> [TEXT EXCERPT]:
++++++++++
This article was developed with help from Global Citizen fellows Aaron Rakhetsi, Ntombizodwa Lephuma, and Buhle Dlulane.
Young people don’t often view the agricultural sector as a viable and economically sustainable career path — an oversight that could threaten the future of food production.
As a result of the massive reduction of young people entering the profession, agriculture as a whole has been on the decline at a time when the world faces enormous pressure to produce more food in a less hospitable climate. But a simple reconceptualization of the field — an effort being undertaken by a crop of new farmers — could change how young people view it.
Agriculture doesn’t have to mean subsistence farming, even for family farms. With increased access to education, young people can be a force for innovation on family farms, increasing incomes and well-being for not only farmers but also for their local communities.
By tapping into their skills, energy, creativity and willingness to take risks, African youth in particular could play a critical role in revitalising rural communities and enhancing agricultural productivity.
++++++++++
> [SHORT EXERCISE]:
What does the article on youth in agriculture give as the cause of the decline of agriculture as a whole?

(Location identification entries)
++++++++++
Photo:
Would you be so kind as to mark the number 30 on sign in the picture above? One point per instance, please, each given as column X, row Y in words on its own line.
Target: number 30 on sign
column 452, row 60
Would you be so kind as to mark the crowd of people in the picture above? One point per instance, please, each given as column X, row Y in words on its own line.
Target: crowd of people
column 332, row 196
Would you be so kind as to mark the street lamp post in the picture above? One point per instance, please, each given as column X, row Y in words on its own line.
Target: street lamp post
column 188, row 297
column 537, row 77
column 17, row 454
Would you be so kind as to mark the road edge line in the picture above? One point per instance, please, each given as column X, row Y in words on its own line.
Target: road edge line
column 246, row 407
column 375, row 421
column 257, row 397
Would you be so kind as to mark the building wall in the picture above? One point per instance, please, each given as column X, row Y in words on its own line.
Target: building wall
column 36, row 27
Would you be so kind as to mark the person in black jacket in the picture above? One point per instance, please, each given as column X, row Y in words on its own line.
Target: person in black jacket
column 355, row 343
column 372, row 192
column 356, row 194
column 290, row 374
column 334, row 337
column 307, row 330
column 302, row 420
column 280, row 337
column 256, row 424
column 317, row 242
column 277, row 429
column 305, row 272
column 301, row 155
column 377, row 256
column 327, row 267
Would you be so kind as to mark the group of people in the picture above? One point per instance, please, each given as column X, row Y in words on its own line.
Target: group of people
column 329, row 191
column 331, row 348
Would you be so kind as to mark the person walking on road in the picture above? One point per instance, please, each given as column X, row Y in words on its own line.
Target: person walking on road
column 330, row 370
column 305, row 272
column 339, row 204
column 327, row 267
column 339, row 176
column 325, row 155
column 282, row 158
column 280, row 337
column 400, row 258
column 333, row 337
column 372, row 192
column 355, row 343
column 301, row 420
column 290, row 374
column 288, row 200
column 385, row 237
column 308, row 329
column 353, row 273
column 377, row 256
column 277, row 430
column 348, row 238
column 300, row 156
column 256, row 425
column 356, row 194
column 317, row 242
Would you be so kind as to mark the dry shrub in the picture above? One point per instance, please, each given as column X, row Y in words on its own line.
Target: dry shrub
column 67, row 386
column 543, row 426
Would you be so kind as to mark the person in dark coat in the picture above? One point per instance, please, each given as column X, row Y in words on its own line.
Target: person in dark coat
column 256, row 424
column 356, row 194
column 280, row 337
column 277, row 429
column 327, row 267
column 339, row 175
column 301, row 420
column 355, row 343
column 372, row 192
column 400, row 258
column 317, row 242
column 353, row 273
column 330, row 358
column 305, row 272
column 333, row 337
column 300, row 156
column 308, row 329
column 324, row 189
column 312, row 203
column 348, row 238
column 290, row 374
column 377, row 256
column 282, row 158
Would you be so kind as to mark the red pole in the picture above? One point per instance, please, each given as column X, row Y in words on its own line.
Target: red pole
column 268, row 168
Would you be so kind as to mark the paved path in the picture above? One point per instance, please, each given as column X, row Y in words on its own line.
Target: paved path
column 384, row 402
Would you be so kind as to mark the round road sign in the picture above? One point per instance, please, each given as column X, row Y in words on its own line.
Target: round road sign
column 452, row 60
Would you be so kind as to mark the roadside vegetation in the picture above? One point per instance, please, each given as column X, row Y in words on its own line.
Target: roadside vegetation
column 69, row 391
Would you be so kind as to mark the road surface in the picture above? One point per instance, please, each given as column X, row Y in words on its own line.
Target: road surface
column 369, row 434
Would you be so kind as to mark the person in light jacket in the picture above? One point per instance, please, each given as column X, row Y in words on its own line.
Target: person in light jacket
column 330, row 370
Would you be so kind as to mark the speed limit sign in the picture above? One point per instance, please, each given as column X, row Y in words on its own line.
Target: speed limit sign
++++++++++
> [EXERCISE RESPONSE]:
The massive reduction of young people entering the profession.